The task → Reproduce the listing below, swapping "rough mask" for "coarse mask" everywhere it occurs and keeping every other character the same.

Task inputs →
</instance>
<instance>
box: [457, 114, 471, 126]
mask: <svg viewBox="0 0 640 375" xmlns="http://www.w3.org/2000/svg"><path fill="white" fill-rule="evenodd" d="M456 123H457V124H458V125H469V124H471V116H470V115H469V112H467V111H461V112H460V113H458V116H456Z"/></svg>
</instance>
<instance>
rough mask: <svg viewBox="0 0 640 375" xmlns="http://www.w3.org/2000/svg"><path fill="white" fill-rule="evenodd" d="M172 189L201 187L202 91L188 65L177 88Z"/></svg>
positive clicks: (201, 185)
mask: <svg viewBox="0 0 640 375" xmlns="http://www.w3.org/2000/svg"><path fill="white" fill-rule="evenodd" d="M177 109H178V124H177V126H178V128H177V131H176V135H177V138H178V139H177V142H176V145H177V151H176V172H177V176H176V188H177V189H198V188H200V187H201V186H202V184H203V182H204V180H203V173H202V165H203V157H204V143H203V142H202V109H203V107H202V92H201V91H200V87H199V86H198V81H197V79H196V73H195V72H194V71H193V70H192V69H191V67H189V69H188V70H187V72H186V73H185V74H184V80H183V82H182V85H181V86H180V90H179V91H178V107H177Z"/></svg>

Completed exercise →
</instance>
<instance>
box: [457, 114, 471, 126]
mask: <svg viewBox="0 0 640 375" xmlns="http://www.w3.org/2000/svg"><path fill="white" fill-rule="evenodd" d="M456 123H457V124H458V125H469V124H471V116H470V115H469V112H467V111H461V112H460V113H458V116H456Z"/></svg>
</instance>
<instance>
coarse mask: <svg viewBox="0 0 640 375" xmlns="http://www.w3.org/2000/svg"><path fill="white" fill-rule="evenodd" d="M172 189L201 187L202 91L188 65L177 88Z"/></svg>
positive clicks: (201, 185)
mask: <svg viewBox="0 0 640 375" xmlns="http://www.w3.org/2000/svg"><path fill="white" fill-rule="evenodd" d="M177 109H178V124H177V126H178V128H177V131H176V135H177V138H178V139H177V142H176V145H177V151H176V172H177V176H176V188H177V189H198V188H200V187H201V186H202V184H203V182H204V180H203V173H202V165H203V157H204V143H203V142H202V109H203V107H202V92H201V91H200V87H199V86H198V81H197V79H196V73H195V72H194V71H193V70H192V69H191V67H189V69H188V70H187V72H186V73H185V74H184V80H183V82H182V85H181V86H180V90H179V91H178V107H177Z"/></svg>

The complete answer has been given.